RECORDS SHOWN:
## START

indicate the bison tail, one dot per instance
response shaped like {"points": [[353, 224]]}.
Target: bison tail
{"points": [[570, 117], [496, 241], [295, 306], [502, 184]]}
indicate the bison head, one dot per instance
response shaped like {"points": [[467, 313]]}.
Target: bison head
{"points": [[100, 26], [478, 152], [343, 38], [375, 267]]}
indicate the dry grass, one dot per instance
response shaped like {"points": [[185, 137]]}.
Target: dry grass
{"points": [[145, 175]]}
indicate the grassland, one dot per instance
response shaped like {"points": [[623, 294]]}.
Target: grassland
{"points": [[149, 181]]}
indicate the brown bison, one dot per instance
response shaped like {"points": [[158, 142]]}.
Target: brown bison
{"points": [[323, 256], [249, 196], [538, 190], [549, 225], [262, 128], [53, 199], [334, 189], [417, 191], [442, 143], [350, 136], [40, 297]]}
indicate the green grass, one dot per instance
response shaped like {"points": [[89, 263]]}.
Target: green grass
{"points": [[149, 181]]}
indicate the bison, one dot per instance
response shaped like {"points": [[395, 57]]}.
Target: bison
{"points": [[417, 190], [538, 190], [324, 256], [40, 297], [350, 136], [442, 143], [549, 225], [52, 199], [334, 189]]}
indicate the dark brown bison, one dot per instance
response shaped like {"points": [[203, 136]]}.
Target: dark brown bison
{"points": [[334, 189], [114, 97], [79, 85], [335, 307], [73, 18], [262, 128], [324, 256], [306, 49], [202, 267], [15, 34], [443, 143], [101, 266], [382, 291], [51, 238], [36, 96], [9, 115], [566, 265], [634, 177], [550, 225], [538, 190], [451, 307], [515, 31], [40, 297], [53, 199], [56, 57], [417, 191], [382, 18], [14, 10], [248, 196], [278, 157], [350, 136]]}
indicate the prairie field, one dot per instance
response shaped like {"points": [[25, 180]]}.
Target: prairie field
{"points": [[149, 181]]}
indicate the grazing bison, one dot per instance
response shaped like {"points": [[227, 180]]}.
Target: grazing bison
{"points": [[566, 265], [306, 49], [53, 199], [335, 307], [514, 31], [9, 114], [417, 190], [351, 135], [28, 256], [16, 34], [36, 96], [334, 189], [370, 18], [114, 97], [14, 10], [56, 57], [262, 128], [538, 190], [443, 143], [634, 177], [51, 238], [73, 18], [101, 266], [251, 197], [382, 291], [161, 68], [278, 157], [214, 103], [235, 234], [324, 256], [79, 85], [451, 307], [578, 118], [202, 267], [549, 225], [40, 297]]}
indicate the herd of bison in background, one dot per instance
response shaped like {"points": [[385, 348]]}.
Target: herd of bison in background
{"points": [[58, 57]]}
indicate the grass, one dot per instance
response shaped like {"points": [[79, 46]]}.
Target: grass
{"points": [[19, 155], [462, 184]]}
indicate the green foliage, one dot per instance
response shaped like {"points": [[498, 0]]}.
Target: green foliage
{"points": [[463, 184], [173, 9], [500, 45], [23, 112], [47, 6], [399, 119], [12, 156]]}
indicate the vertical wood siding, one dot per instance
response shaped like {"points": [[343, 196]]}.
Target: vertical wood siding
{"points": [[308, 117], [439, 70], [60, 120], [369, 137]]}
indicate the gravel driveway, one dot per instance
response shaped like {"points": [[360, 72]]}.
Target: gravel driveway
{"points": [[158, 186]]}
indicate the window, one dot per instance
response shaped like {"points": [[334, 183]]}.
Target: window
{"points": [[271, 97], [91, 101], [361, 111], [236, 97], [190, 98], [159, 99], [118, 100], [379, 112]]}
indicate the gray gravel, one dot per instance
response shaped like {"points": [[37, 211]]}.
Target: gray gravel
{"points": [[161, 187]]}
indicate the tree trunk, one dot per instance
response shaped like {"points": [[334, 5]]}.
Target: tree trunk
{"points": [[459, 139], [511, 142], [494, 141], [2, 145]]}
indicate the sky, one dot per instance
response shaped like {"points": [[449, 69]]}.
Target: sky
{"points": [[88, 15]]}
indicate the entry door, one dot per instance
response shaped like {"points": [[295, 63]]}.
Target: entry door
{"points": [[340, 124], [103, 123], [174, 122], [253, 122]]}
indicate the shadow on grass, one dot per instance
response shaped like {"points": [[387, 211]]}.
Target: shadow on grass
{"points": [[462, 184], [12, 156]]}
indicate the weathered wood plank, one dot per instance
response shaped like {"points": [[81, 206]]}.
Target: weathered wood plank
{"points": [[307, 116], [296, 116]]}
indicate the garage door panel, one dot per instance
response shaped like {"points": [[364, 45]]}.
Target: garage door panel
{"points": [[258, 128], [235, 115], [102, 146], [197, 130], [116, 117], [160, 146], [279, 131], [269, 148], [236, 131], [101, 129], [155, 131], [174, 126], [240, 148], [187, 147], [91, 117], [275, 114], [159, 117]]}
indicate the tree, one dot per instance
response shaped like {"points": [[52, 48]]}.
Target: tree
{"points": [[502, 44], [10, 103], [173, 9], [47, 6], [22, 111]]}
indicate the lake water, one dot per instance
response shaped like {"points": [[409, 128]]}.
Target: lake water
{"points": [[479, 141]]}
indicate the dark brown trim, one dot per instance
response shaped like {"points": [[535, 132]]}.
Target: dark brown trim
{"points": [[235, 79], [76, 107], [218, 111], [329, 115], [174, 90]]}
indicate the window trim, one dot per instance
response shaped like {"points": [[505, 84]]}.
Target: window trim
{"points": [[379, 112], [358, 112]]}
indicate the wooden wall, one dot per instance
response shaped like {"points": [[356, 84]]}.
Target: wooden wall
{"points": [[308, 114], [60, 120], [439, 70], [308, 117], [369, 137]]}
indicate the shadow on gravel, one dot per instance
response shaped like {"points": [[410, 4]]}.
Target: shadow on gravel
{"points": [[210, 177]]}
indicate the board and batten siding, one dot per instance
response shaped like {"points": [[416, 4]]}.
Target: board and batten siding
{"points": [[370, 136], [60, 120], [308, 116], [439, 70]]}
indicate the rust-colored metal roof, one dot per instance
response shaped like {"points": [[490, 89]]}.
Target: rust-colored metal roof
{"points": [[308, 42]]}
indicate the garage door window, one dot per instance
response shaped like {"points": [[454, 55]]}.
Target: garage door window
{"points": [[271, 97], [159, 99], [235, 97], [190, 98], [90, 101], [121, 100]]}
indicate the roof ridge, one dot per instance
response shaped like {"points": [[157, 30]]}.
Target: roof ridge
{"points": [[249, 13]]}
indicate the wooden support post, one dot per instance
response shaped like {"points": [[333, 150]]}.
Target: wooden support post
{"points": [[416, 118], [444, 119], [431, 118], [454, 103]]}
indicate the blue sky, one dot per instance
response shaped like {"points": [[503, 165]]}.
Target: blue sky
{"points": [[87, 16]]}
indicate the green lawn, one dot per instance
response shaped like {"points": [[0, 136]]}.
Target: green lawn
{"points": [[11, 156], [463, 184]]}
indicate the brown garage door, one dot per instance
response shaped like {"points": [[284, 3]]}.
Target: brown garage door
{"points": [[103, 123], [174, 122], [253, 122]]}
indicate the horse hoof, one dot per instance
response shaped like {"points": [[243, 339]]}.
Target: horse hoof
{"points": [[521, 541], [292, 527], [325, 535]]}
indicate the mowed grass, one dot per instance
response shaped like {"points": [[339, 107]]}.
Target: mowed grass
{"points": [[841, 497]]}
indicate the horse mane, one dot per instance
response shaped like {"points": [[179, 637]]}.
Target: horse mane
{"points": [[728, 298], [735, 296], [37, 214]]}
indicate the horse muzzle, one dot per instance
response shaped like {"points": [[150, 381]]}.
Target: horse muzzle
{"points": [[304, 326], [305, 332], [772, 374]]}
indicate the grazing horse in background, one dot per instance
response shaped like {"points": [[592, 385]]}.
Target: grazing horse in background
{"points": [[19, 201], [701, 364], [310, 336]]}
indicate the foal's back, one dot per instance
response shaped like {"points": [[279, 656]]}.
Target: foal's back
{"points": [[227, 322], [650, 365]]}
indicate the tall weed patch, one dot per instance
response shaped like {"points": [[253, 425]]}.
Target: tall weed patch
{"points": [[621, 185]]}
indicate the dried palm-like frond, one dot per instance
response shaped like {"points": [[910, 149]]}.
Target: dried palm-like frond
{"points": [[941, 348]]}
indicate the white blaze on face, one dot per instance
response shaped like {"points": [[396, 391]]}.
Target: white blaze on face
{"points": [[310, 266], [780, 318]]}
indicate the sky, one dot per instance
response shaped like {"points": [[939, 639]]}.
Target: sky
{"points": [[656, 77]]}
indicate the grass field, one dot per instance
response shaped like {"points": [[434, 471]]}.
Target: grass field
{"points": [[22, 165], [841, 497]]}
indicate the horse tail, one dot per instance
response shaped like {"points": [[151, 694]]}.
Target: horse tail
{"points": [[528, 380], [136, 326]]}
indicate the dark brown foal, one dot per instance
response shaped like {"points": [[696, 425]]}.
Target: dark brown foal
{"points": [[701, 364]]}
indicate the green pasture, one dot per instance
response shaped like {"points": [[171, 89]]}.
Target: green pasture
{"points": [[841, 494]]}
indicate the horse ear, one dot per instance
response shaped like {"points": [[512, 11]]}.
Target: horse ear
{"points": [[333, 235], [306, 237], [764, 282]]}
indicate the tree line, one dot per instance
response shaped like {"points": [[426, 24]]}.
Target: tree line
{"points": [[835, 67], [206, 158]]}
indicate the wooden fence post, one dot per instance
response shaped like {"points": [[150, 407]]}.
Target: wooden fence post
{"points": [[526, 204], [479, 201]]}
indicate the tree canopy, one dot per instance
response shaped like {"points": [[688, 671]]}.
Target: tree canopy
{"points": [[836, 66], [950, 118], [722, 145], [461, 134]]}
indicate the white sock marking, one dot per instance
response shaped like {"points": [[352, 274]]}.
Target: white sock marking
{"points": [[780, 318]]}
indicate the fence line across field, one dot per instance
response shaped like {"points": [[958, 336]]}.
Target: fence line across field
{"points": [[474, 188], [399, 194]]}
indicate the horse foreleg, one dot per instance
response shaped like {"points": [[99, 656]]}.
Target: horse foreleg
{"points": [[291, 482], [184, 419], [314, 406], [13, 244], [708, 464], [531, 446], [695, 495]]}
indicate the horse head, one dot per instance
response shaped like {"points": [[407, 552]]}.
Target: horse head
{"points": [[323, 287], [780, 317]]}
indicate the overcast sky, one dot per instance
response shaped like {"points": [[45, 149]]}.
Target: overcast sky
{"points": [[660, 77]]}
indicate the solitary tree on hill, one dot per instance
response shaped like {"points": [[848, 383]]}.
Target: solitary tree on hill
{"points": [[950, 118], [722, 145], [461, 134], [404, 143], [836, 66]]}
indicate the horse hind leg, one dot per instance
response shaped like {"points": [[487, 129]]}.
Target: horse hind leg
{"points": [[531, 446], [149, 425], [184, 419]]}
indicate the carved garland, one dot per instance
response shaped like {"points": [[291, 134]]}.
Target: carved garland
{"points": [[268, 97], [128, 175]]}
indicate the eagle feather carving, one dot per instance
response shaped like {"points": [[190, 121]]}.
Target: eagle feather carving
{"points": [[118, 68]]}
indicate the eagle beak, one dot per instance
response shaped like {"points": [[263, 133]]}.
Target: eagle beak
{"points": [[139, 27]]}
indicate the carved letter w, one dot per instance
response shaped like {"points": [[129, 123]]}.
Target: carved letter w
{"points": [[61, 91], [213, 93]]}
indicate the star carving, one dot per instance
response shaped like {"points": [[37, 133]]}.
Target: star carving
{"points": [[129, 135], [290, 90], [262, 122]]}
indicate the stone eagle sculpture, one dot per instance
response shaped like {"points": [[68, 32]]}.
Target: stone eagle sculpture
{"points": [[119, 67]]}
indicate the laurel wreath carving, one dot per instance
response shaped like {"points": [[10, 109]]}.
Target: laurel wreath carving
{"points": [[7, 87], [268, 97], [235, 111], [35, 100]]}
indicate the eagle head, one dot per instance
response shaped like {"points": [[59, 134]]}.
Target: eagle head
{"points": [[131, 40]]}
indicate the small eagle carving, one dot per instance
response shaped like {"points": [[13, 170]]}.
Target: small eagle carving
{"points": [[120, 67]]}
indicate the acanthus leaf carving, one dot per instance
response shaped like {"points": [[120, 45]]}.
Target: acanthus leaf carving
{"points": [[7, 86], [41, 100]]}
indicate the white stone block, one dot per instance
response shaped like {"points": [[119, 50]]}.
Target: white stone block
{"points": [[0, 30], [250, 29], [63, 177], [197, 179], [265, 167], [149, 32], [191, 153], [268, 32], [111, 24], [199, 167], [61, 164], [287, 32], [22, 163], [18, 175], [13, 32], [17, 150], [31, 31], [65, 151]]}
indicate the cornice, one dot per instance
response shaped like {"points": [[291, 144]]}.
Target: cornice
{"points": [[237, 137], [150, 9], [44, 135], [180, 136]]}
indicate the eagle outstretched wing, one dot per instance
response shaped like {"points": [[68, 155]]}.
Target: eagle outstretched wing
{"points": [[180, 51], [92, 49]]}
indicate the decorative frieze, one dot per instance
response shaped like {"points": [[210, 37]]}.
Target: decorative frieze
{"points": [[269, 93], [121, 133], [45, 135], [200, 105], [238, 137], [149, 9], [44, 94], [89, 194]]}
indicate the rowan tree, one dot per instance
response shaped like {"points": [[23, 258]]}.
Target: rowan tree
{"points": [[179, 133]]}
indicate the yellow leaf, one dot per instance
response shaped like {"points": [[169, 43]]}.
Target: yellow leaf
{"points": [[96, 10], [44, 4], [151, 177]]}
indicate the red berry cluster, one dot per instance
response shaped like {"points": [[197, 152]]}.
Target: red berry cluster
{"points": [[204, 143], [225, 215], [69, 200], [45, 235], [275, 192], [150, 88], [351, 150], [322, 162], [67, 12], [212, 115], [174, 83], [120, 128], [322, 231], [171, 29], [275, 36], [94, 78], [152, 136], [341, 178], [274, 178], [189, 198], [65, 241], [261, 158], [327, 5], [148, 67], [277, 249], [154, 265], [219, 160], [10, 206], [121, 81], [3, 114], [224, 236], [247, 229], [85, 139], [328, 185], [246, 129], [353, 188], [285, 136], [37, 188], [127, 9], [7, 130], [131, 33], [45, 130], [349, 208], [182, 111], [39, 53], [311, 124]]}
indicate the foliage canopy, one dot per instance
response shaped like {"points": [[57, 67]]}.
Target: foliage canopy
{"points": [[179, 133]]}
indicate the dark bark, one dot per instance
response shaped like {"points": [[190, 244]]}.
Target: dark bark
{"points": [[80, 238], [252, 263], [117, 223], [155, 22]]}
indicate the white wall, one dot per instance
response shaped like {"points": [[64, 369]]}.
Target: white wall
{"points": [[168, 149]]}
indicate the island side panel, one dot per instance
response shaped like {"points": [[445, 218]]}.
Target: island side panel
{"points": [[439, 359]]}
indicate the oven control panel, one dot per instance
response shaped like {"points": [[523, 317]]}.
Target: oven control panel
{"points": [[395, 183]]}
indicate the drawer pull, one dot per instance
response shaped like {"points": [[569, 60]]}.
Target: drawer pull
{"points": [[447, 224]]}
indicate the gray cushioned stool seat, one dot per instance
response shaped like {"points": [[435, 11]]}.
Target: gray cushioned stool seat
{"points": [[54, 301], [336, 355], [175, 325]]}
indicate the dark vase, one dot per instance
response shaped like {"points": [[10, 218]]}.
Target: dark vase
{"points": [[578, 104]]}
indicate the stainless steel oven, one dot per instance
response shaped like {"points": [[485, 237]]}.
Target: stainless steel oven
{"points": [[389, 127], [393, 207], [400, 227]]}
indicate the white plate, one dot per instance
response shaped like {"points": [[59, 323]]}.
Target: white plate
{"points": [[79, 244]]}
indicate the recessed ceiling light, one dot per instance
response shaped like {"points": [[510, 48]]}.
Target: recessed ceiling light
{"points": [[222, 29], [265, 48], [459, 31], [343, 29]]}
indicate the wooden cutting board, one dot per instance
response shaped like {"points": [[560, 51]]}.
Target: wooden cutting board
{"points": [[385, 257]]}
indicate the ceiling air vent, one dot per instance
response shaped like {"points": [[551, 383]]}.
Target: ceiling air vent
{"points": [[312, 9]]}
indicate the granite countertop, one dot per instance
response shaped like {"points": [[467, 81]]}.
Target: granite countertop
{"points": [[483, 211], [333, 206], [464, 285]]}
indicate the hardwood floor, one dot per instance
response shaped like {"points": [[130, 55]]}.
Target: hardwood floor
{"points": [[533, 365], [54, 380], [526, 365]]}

## END

AIM:
Turn the rows from the one containing "indicate the granite" through the end of the rows into a two-column CSV with the header columns text and answer. Each row gets one CSV line, with each field in double quotes and any line breaks replaced by spaces.

RESULT FOR THIS TASK:
text,answer
"indicate the granite countertop, one dot per instance response shaped like {""points"": [[467, 81]]}. Target: granite countertop","{""points"": [[483, 211], [333, 206], [464, 285]]}"
"indicate the hardwood floor, one dot per instance response shaped like {""points"": [[130, 55]]}. Target: hardwood floor","{""points"": [[533, 365], [54, 380], [526, 365]]}"